* **Exercise brief**
Select the lines of the records containing the word "above" and list them.

* **Source data**

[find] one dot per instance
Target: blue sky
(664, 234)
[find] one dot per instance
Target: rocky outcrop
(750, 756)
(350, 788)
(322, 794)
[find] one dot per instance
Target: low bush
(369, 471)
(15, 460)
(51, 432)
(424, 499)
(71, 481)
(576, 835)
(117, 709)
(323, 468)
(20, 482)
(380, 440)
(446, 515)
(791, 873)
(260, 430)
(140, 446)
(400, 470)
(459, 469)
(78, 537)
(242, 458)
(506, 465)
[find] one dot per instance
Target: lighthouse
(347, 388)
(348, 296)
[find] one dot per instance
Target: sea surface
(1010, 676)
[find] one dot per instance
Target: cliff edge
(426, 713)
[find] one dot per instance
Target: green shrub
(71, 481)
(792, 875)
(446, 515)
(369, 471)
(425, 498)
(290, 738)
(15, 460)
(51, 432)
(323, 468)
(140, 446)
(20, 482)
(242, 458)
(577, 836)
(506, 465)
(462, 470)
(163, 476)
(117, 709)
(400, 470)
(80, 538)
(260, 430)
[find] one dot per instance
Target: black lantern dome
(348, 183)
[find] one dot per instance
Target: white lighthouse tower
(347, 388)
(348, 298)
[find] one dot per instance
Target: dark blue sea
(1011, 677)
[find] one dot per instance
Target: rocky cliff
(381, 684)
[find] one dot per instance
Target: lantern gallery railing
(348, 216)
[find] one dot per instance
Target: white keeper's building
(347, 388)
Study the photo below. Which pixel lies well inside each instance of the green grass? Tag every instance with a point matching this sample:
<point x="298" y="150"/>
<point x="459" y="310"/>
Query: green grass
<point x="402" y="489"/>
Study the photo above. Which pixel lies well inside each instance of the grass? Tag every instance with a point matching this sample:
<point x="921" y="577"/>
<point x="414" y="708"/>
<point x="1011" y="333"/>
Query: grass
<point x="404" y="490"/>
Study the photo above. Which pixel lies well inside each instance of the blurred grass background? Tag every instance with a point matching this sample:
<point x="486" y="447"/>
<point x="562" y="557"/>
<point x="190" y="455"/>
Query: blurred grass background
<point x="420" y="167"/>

* **Solution for this problem**
Study the photo above. Which pixel lies well inside each instance of the grass? Tag every instance with a point matching this sample:
Study the photo above. Which pixel lies well inside each instance of the blurred grass background? Tag every instance with a point matching this sample:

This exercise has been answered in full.